** Data section follows **

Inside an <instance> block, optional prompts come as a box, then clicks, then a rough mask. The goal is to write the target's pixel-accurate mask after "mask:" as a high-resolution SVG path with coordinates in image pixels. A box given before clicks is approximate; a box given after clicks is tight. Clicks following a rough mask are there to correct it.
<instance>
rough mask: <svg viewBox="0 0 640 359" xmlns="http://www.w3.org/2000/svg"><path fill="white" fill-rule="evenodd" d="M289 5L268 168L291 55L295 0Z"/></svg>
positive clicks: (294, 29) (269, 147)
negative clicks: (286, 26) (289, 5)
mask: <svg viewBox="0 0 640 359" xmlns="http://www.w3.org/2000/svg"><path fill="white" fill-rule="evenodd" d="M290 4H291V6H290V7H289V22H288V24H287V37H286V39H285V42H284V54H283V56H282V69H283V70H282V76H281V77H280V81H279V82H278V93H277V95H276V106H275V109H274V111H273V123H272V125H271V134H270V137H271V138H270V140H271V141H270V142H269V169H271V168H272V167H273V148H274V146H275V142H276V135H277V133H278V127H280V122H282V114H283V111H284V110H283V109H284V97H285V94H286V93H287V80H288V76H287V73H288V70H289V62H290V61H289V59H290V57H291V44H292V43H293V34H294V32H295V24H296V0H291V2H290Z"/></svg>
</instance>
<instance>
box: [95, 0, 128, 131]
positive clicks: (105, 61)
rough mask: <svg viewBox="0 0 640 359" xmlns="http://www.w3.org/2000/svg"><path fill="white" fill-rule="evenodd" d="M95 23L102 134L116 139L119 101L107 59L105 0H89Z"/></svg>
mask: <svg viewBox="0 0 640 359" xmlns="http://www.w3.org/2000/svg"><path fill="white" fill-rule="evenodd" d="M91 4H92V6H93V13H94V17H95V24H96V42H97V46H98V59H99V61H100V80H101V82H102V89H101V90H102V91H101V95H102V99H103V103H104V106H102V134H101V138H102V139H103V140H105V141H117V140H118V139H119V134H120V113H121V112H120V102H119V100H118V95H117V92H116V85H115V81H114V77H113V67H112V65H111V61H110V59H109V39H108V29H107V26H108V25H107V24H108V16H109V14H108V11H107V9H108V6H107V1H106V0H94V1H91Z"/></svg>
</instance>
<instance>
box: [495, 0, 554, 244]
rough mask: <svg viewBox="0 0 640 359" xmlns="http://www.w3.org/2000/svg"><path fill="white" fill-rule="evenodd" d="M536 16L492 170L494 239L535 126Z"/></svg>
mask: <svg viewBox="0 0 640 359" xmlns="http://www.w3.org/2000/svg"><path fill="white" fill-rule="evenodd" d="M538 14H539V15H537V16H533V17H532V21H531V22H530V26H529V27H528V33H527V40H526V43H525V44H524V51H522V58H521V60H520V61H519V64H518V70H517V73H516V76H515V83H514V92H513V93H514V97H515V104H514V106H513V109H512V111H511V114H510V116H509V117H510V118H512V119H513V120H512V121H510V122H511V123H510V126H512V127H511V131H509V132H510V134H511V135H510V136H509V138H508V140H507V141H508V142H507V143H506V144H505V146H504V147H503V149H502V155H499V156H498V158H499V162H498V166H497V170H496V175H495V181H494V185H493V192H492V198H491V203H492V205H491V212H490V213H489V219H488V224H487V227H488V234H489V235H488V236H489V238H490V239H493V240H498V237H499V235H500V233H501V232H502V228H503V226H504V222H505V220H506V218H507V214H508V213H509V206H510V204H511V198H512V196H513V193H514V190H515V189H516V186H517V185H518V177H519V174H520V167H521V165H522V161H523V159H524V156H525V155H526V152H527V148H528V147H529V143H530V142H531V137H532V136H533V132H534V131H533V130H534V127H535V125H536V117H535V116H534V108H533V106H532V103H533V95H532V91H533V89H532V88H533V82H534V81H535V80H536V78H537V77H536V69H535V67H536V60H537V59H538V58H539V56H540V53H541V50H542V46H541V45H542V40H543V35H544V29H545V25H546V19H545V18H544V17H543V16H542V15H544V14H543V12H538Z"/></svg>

** End of Data section **

Write out the records starting at their first line and ending at the line containing "positive clicks: (294, 29) (269, 147)", and replace "rough mask" with "coarse mask" throughout those lines while leaving everything else unchanged.

Inside an <instance> block, optional prompts come as a box, then clicks, then a coarse mask. The goal is to write the target's pixel-accurate mask after "mask:" as a high-resolution SVG path with coordinates in image pixels. A box given before clicks is approximate; a box given after clicks is tight. Clicks following a coarse mask are there to correct it.
<instance>
coarse mask: <svg viewBox="0 0 640 359" xmlns="http://www.w3.org/2000/svg"><path fill="white" fill-rule="evenodd" d="M289 5L268 168L291 55L295 0Z"/></svg>
positive clicks: (294, 29) (269, 147)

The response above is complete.